=== YOUR INSTRUCTIONS ===
Reproduce every one of the entries below word for word, changing nothing.

>> start DATASET EXTRACT

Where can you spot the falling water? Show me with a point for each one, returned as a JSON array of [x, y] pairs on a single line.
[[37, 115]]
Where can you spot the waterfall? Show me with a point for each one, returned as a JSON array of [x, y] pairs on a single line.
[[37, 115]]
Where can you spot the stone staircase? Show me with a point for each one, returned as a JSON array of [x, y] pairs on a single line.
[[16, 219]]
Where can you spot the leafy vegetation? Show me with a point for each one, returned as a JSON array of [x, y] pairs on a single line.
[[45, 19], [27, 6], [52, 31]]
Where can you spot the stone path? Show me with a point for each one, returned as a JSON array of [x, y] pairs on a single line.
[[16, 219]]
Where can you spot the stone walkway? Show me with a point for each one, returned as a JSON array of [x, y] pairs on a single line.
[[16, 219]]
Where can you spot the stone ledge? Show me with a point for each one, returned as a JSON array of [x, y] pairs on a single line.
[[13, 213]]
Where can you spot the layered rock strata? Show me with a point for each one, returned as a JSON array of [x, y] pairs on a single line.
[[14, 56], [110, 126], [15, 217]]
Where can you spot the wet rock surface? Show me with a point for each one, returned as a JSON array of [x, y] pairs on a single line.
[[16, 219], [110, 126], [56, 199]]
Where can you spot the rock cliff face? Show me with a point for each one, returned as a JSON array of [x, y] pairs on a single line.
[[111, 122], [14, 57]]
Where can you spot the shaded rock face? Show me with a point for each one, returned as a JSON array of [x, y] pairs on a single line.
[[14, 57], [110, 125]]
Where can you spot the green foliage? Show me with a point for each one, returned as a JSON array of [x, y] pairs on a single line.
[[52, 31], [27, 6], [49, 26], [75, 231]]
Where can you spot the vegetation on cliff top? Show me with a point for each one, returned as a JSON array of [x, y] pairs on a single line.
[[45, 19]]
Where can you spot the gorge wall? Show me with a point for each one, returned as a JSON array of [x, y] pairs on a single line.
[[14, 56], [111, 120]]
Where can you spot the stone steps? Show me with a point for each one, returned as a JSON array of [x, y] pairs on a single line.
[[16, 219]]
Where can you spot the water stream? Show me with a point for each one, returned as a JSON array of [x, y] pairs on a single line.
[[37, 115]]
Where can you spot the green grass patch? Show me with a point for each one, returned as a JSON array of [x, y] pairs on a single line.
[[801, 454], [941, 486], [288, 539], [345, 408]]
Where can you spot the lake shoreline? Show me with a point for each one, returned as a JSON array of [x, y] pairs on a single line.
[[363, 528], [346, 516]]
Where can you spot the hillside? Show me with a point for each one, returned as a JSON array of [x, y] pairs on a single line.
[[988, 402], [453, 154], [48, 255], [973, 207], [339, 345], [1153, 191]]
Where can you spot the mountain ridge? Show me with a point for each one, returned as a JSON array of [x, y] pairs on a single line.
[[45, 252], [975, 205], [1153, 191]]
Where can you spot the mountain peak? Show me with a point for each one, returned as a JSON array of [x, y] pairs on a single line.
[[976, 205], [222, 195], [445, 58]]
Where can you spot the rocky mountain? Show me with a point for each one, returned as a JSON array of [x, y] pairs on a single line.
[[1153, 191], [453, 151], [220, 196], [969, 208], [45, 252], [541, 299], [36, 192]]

>> end DATASET EXTRACT

=== ANSWER TO THIS EXERCISE ===
Where can you spot the falling water? Show me with a point for each one, returned as a JSON array of [x, y] pairs on a single line.
[[37, 115]]
Where can you spot the waterfall? Show me with a point for each one, returned as a JSON array of [x, y] pairs on a single line.
[[37, 115]]
Where can you spot the stone staircase? Show me with a point for each one, returned as a JSON array of [x, y] pairs on a single line.
[[16, 219]]
Where can you spot the leafy vegetation? Show me with a point for each one, returned as a JSON array of [x, y] pairs on a single line.
[[45, 19], [27, 6], [52, 31]]
Where can you spot the stone path? Show me with a point for each one, returned as a JSON array of [x, y] pairs on a single line.
[[16, 219]]
Where can you spot the stone walkway? Show me with a point for each one, returned as a JSON array of [x, y] pairs on a single line.
[[16, 219]]
Where can you spot the stone ledge? Show me with a point for each one, returned as a JSON array of [x, y] pairs on a single line.
[[13, 213]]
Where can you spot the layered rock strata? Show me with a point for each one, returned as a JSON array of [x, y] pairs on a single line.
[[14, 56], [110, 126], [15, 217]]
Where can you spot the wet rock surface? Show me with a point for each one, returned as a JSON array of [x, y] pairs on a single line.
[[16, 219], [110, 126], [56, 199]]
Where can you spot the rock cliff face? Show me with a point for each one, returned as a JSON array of [x, y] pairs on a single line.
[[111, 122], [14, 57]]
Where can you spot the shaded rock face? Show me with a point for each one, returned as a JSON array of [x, y] pairs on a single line.
[[14, 57], [110, 125]]
Where can you spot the green foliage? Show me with a point for each one, returned as a JSON array of [x, y] pairs on a single line.
[[52, 31], [27, 6], [49, 26], [75, 231]]
Where can you spot the vegetation on cliff top? Show me with a point for each one, returned as a JSON array of [x, y] pairs on a single line.
[[45, 19]]
Where can you spot the gorge wall? Show me with a point for each one, returned as a JSON array of [x, y] pairs on a single line.
[[14, 56], [111, 120]]
Where can you spot the stone steps? Show me with a point for each one, returned as a JSON array of [x, y] pairs on a single line.
[[16, 219]]
Where can you spot the water stream? Show me with a point for each one, returned as a JSON array of [x, y] pairs on a single line.
[[37, 115]]
Where can you spot the green grass patch? Show me with a point for each one, returned as a JSON array of [x, y] pairs on a single line.
[[801, 454], [941, 486], [288, 539], [345, 408]]
Where can you spot the lake shoreline? Show me with a point for each one, returned as a JSON array of [x, y] pairs on a single line.
[[363, 528], [346, 516]]
Where can you spot the hillside? Show me with a point for each one, returned as a JSON array of [x, y] pairs on a single line.
[[988, 402], [453, 154], [48, 255], [973, 207], [339, 345], [1153, 191]]
Where can you spot the mountain ridge? Show me with a point for each one, returned as a JSON array of [x, y] pairs on a single line.
[[45, 252], [975, 205], [1153, 191]]
Where can you spot the mountain peak? Show me with a point for each one, returned as a JSON array of [x, y] pairs on a single line.
[[976, 205], [222, 195], [445, 58]]
Where can you spot the rocky mountain? Show me with a point for each one, returned as a JSON array of [x, y] pairs on a single line.
[[1153, 191], [453, 151], [220, 196], [969, 208], [45, 252], [541, 299], [36, 192]]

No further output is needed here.